**Exercise instructions**
Because the lines must stay identical, write out the data without changing anything.

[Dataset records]
────────────────────────────────────────

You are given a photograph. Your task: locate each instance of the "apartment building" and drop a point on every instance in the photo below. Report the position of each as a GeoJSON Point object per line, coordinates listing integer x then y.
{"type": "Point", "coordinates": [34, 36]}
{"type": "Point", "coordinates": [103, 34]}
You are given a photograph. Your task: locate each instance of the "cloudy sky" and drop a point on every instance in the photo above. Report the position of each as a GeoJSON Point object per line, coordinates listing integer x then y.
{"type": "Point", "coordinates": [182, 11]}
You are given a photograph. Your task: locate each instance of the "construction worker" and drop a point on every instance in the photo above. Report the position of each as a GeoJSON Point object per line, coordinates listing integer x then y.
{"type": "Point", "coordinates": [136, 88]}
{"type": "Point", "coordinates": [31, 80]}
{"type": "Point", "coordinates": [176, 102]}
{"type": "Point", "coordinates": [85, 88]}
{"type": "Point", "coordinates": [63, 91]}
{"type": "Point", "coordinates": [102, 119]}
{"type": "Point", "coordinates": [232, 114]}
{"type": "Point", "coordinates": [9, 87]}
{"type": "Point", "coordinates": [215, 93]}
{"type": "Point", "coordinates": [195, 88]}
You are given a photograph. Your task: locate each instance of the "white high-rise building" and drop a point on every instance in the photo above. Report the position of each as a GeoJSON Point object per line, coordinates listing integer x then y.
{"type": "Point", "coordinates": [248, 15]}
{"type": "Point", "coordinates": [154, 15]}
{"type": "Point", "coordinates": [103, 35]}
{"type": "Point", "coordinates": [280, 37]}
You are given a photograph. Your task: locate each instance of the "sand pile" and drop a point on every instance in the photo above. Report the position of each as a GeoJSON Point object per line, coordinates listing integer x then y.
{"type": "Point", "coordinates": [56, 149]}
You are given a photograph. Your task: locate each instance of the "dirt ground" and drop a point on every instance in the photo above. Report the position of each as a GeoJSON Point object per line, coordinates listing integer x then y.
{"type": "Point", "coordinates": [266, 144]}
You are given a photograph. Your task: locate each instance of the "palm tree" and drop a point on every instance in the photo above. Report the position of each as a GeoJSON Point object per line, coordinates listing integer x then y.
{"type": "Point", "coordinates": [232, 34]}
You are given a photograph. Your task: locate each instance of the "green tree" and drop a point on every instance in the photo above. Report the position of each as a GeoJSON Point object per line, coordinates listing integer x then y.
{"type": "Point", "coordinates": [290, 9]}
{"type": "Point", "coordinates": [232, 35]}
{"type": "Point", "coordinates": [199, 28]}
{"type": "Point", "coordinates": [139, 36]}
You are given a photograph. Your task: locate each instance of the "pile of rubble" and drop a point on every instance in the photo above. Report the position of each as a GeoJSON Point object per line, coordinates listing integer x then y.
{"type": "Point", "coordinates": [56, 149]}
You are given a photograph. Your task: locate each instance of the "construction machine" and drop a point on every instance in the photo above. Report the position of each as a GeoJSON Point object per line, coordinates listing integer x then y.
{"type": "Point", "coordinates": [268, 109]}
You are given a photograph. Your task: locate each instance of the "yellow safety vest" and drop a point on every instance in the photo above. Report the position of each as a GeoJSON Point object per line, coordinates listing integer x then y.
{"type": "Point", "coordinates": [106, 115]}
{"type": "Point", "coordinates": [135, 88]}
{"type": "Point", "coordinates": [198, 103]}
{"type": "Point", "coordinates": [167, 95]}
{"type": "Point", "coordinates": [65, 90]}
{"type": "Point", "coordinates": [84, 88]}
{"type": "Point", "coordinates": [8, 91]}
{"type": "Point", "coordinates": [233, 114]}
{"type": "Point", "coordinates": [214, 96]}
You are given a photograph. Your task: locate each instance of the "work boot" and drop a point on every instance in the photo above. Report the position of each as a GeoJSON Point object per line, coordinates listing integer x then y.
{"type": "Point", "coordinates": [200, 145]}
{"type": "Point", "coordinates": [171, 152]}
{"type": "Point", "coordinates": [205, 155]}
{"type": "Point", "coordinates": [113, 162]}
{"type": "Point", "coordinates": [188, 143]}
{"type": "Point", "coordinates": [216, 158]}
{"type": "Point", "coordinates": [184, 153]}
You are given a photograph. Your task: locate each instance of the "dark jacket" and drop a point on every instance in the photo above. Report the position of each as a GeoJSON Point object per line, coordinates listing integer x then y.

────────────────────────────────────────

**Solution**
You are given a photograph. Your task: locate each instance of the "apartment building" and drop a point on every instance in the photo below. Report the position of each as a GeoJSON Point object per line, coordinates listing integer x then y.
{"type": "Point", "coordinates": [34, 36]}
{"type": "Point", "coordinates": [103, 34]}
You are given a photograph. Your task: locate each instance of the "cloudy sky" and drop a point on every instance in the photo above. Report the position of each as a GeoJSON Point object per line, coordinates listing integer x then y.
{"type": "Point", "coordinates": [182, 11]}
You are given a photograph. Your task: locate each instance of the "construction worker" and drop a point on every instance in the photo above. Report the position of each as a GeoJSON Point object per line, coordinates listing integer x then y.
{"type": "Point", "coordinates": [136, 88]}
{"type": "Point", "coordinates": [31, 80]}
{"type": "Point", "coordinates": [176, 102]}
{"type": "Point", "coordinates": [85, 88]}
{"type": "Point", "coordinates": [63, 91]}
{"type": "Point", "coordinates": [102, 119]}
{"type": "Point", "coordinates": [232, 114]}
{"type": "Point", "coordinates": [9, 87]}
{"type": "Point", "coordinates": [215, 93]}
{"type": "Point", "coordinates": [195, 88]}
You are given a photograph. Your task: locate each instance of the "white high-rise building" and drop a point on every instance in the photo above. Report the position of each as a GeoJSON Point object per line, coordinates listing integer x then y.
{"type": "Point", "coordinates": [248, 15]}
{"type": "Point", "coordinates": [154, 15]}
{"type": "Point", "coordinates": [103, 35]}
{"type": "Point", "coordinates": [280, 37]}
You are given a photograph. Your task: locate each instance of the "sand pile" and drop a point on every instance in the photo above. Report the position of each as a GeoJSON Point object per line, coordinates listing integer x then y.
{"type": "Point", "coordinates": [56, 149]}
You are given a photograph. Your task: locate each instance of the "dirt ground" and drop a point on every instance in the photo above. Report the position of each as a GeoJSON Point object per line, coordinates listing integer x then y.
{"type": "Point", "coordinates": [266, 144]}
You are given a photograph. Your task: locate each instance of the "palm tree" and drop a point on every instance in the photo above. Report the position of each as a GeoJSON Point object per line, coordinates listing integer x then y.
{"type": "Point", "coordinates": [232, 34]}
You are given a photograph. Your task: locate each instance of the "green tree" and drop a point on every instance in the photo above. Report the position of each as a GeoJSON Point object per line, coordinates listing integer x then y.
{"type": "Point", "coordinates": [290, 9]}
{"type": "Point", "coordinates": [232, 35]}
{"type": "Point", "coordinates": [199, 28]}
{"type": "Point", "coordinates": [139, 36]}
You are given a photograph. Your task: locate each instance of the "pile of rubble" and drop a point on every instance in the photo above. Report the position of each as a GeoJSON Point object per line, coordinates listing integer x then y.
{"type": "Point", "coordinates": [56, 149]}
You are given a photograph. Your task: locate each instance of the "construction machine" and drop a point on every instance in the photo above. Report the position of each as a GeoJSON Point object per line, coordinates listing integer x then y.
{"type": "Point", "coordinates": [268, 109]}
You are given a photograph. Your task: locate each instance of the "yellow safety vest" and drop a point on every instance in the photo above. Report the position of each as a GeoJSON Point object per line, coordinates listing integer x then y.
{"type": "Point", "coordinates": [106, 115]}
{"type": "Point", "coordinates": [135, 88]}
{"type": "Point", "coordinates": [198, 103]}
{"type": "Point", "coordinates": [167, 95]}
{"type": "Point", "coordinates": [65, 90]}
{"type": "Point", "coordinates": [84, 88]}
{"type": "Point", "coordinates": [8, 91]}
{"type": "Point", "coordinates": [233, 114]}
{"type": "Point", "coordinates": [214, 96]}
You are given a photograph. Your task: locate each instance of the "work boot" and drop a point on every instance in the photo above. Report the position of each as a GeoJSON Point object per line, coordinates listing integer x then y.
{"type": "Point", "coordinates": [200, 145]}
{"type": "Point", "coordinates": [171, 152]}
{"type": "Point", "coordinates": [205, 155]}
{"type": "Point", "coordinates": [113, 162]}
{"type": "Point", "coordinates": [188, 143]}
{"type": "Point", "coordinates": [216, 158]}
{"type": "Point", "coordinates": [184, 153]}
You are given a photograph. Your task: locate each instance of the "dark jacket" and drop a point on every instance in the photo above. Report the position of each as a GeoJSON Point object per line, coordinates listing integer x then y.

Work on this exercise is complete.